▶ [PROVIDED TEXT]:
It's no secret I've had a rough time in reentry the past few months. I washed my clothes by hand and hung them up to dry for weeks, and I binge-watched Netflix and drank Dr Peppers by the case to make up for the time my favorite soda and I were apart.

Now, several months (and seasons of Bones) later, here I am.

Life in Waco is falling into a pleasant rhythm, and for the most part things have calmed down both externally and internally. However, every once in a while waves of grief and feelings of missing Cambodia hit me rather suddenly, like a flash flood with no forecast of rain. I'm still learning to navigate these surprise storms. Recently during one of these waves of grief, I heard a song my friend Marc wrote called "Heading Home." The song begins, "There’s a groaning, an aching in my bones/There’s a longing in my heart to find a home." As I listened, it seemed to gather up within me leftover remnants and threads of reentry--the values I've learned, the pain, the hope, and the lessons I'm still learning now--and place them in a bundle right in the center of my heart.

The lyrics didn't tie up the loose ends or weave the threads into a stunning tapestry. No, they simply brought all the frayed fibers to one place so I could see them. All of them, in their varied colors, sizes, shapes and textures, all at once. The hurts and hopes and tears and shouts, all at once.

All of them, all at once, were beautiful. I no longer felt the need to tug at this thread or change the color of that one. With all their quirkiness and shortcomings and distinct characteristics, they were beautiful.

▶ [WHAT TO DO]:
**1)** In the passage about reentry, what is the name of the song written by the writer's friend Marc?
**2)** Rewrite the part of the passage about reentry starting at "It's no secret" and ending at "I were apart.", switching "Netflix" to "Hulu".

▶ [SUPPLIED ENTRIES]:

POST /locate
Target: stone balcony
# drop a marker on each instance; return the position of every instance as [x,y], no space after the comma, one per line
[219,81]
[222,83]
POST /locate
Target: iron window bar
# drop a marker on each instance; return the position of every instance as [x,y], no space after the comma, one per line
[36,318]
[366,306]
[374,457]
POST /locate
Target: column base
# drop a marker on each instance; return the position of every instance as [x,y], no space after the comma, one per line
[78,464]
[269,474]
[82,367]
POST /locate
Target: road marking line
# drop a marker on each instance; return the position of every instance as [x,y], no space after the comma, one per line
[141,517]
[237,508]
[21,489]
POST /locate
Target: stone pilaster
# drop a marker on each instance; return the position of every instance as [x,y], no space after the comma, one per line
--
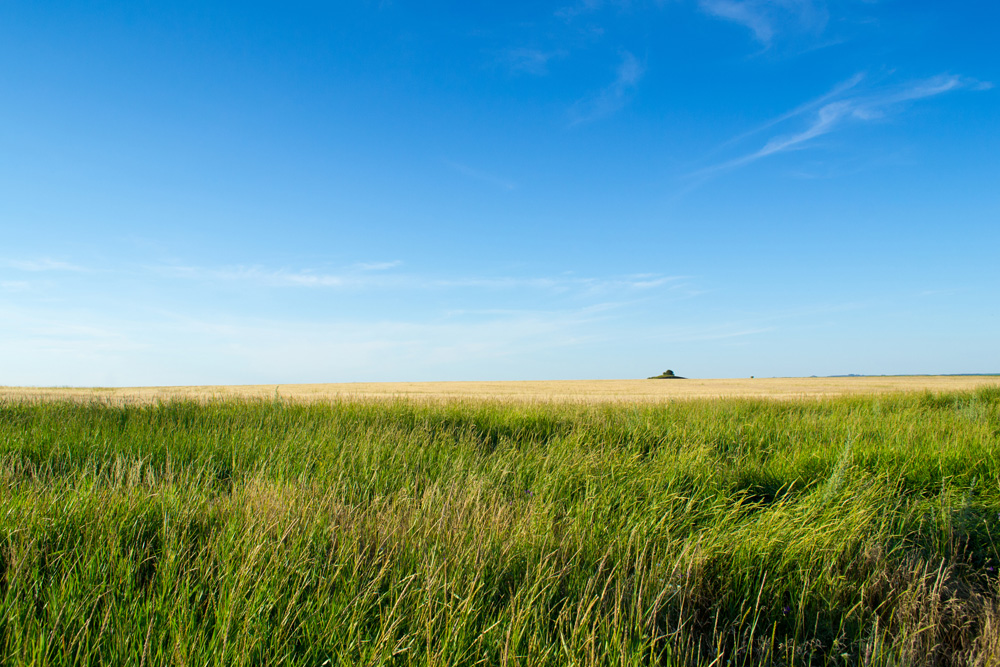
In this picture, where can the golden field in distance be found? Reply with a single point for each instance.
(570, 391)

▶ [ANSWERS IN ORDER]:
**1)** "Heading Home."

**2)**
It's no secret I've had a rough time in reentry the past few months. I washed my clothes by hand and hung them up to dry for weeks, and I binge-watched Hulu and drank Dr Peppers by the case to make up for the time my favorite soda and I were apart.